● Records shown:
________________________________________

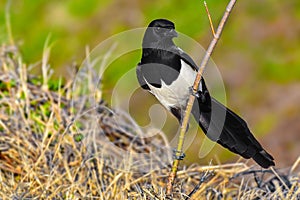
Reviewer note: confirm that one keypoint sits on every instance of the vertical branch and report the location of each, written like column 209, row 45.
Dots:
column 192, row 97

________________________________________

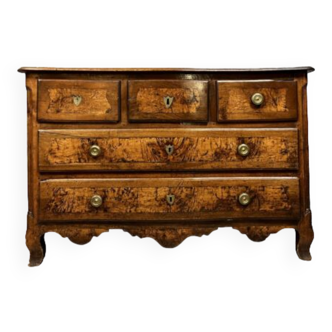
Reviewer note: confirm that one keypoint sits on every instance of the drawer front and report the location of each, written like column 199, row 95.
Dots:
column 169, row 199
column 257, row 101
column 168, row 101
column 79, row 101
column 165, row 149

________________________________________

● What you have to do: Check each line above for the string "report" and show the ones that have it.

● Answer to this problem:
Reviewer note: confirm that one keypoint sits on every instance of the vertical branch and report the location of each, written like column 209, row 45.
Reviewer note: confirm that one keypoint sits on every instance of the drawer front and report the location of each, written like column 199, row 95.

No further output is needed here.